Kutipan Teks.
»»

Pasal 6, 7, dan 8 UU No. 31/2000 tentang Desain Industri mengatur secara tegas mengenai subjek desain industri. Pasal 6 ayat (1) menyatakan bahwa “yang berhak memperoleh hak desain industri adalah Pendesain atau yang menerima hak tersebut dari Pendesain”. Sedangkan ayat (2) nya menyatakan bahwa “dalam hal Pendesain terdiri atas beberapa orang secara bersama maka hak desain industri diberikan kepada mereka secara bersama, kecuali diperjanjikan lain”. Lebih jauh Pasal 7 ayat (1) UU No. 31/2000 tentang Desain Industri menyatakan bahwa “jika suatu desain industri dibuat dalam hubungan dinas dengan pihak lain dalam lingkungan pekerjaannya, yang menjadi Pemegang Hak Desain Industri adalah pihak yang untuk dan/atau dalam dinasnya desain industri itu dikerjakan, kecuali ada perjanjian lain antara kedua pihak dengan tidak mengurangi hak Pendesain apabila penggunaan desain industri diperluas sampai ke luar hubungan dinas”. Ayat (2) menyatakan bahwa “ ketentuan-ketentuan sebagaimana dimaksud dalam ayat (1) berlaku pula bagi desain industri yang dibuat orang lain berdasarkan pesanan yang dilakukan dalam hubungan dinas”. Dan ayat (3) nya menyatakan bahwa “jika suatu desain industri dibuat dalam hubungan kerja atas berdasarkan pesanan, orang yang membuat desain industri itu dianggap sebagai Pendesain dan Pemegang Hak Desain Industri, kecuali jika diperjanjikan lain antara kedua pihak”. Berdasarkan ketentuan Pasal 8 UU No. 31/2000 tentang Desain Industri, Pendesain tetap mempunyai hak untuk tetap dicantumkan namanya dalam Sertifikat Desain Industri, Daftar Umum Desain Industri dan Berita Resmi Industri.

««

Data Masukan.
»»

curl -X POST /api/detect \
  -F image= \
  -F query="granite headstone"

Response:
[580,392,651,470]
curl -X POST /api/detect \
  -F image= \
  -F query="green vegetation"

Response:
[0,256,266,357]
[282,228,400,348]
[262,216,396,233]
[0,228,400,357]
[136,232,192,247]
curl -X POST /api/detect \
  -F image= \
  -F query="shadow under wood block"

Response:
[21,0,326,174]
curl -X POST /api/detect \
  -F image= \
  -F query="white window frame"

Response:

««
»»

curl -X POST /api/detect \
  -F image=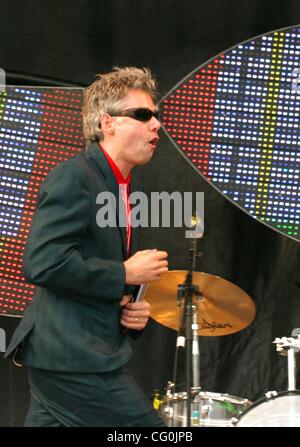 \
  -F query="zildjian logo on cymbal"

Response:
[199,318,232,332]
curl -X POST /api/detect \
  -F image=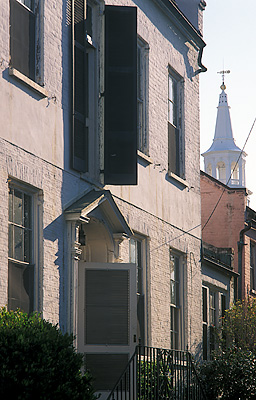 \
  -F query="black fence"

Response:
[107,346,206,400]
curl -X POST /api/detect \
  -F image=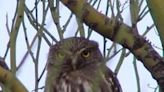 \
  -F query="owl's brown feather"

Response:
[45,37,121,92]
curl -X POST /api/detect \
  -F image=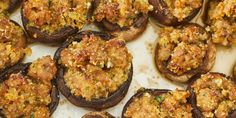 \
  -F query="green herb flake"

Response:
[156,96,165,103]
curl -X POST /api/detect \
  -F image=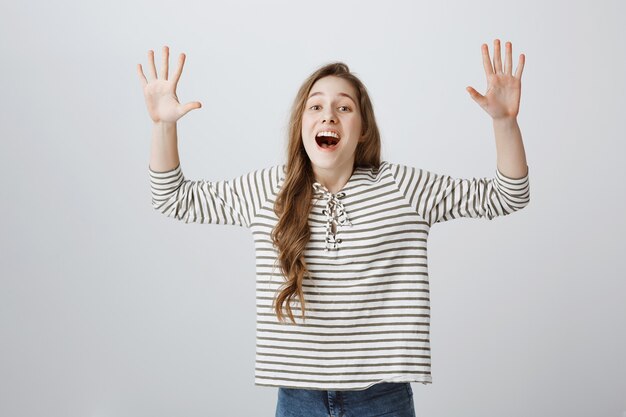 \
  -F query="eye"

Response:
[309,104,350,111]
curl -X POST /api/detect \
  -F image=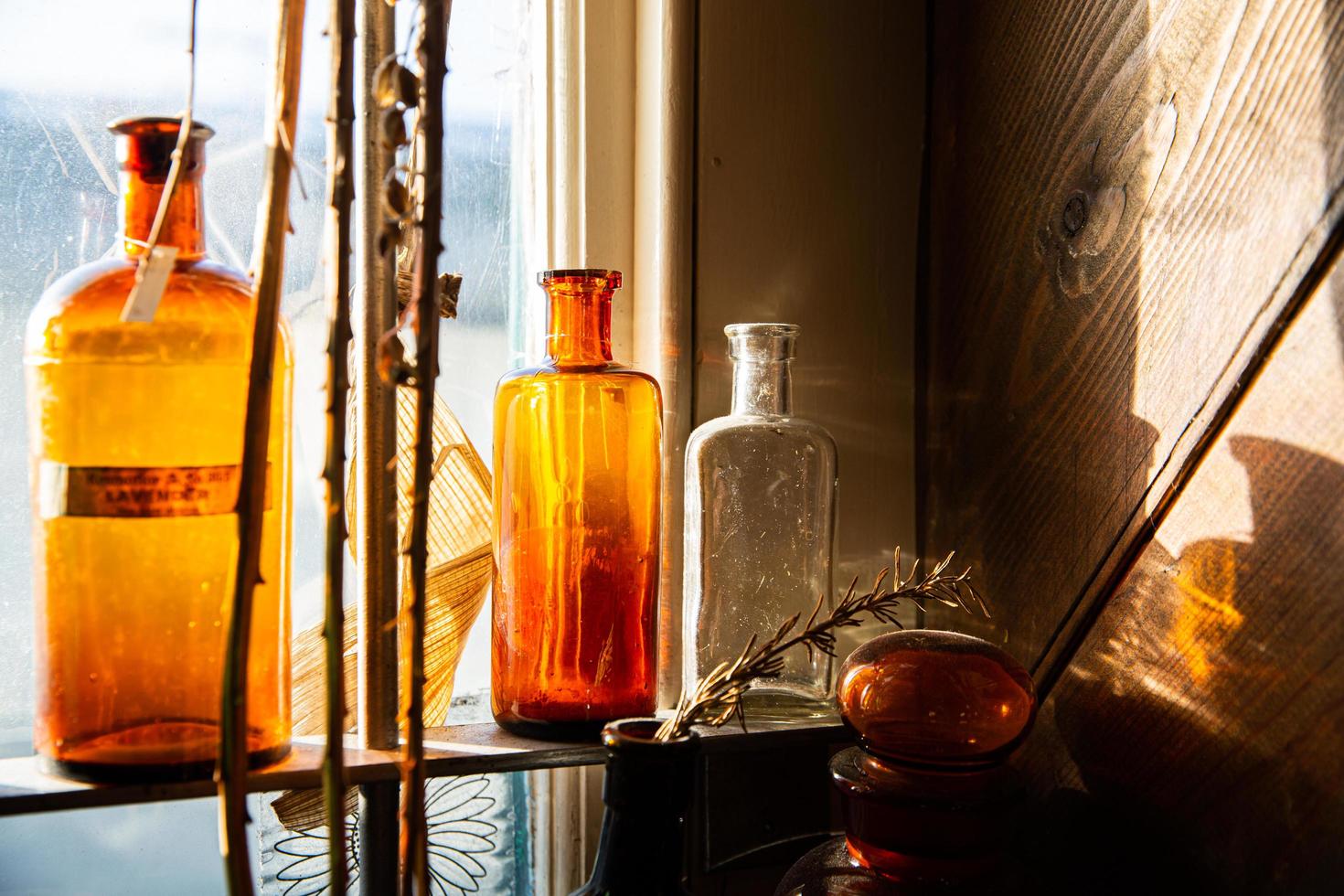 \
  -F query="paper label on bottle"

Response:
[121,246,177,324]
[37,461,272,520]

««

Tugas Latihan.
1. Menurut kutipan tentang desain industri, di mana saja Pendesain berhak agar namanya tetap dicantumkan?
2. Hitung baris dalam catatan yang memuat kata "query", lalu tuliskan angkanya saja.

Hasil Akhir.
1. Dalam Sertifikat Desain Industri, Daftar Umum Desain Industri, dan Berita Resmi Industri.

2. 10